-- Start of Raw data --

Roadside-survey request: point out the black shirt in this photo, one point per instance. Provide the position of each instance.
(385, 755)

-- End of Raw data --
-- Start of Raw data --

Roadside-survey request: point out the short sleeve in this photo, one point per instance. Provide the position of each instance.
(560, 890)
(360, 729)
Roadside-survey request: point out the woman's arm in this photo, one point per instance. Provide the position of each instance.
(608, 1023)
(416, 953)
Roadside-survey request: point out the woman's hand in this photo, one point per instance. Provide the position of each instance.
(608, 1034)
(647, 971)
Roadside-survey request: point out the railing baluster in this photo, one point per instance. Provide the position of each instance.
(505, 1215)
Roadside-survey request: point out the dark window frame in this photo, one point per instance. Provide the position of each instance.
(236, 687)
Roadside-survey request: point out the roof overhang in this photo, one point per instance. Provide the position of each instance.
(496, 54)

-- End of Raw data --
-- Start of Raw data --

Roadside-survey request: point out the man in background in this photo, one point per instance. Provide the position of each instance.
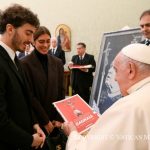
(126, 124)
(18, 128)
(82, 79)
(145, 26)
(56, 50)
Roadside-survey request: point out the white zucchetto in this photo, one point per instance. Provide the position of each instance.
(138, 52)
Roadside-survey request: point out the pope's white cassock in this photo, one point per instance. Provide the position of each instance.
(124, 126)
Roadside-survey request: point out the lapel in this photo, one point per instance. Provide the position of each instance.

-- End of Raw data --

### Given task
Multiply every point coordinate in the answers by 1.25 for the data from the line with "Roadside-survey request: point out the pope's" up to and including the line with "Roadside-survey request: point out the lapel", and round each result to a whole number, with halves rounded up. Return all of those lines, with every other line left unchanged.

### Reply
Roadside-survey request: point out the pope's white cassock in this photo, one point per instance. Provide the position of each instance.
(155, 158)
Roadside-survey request: point out the lapel in this photo, one point per instance. Provide the position of each instance.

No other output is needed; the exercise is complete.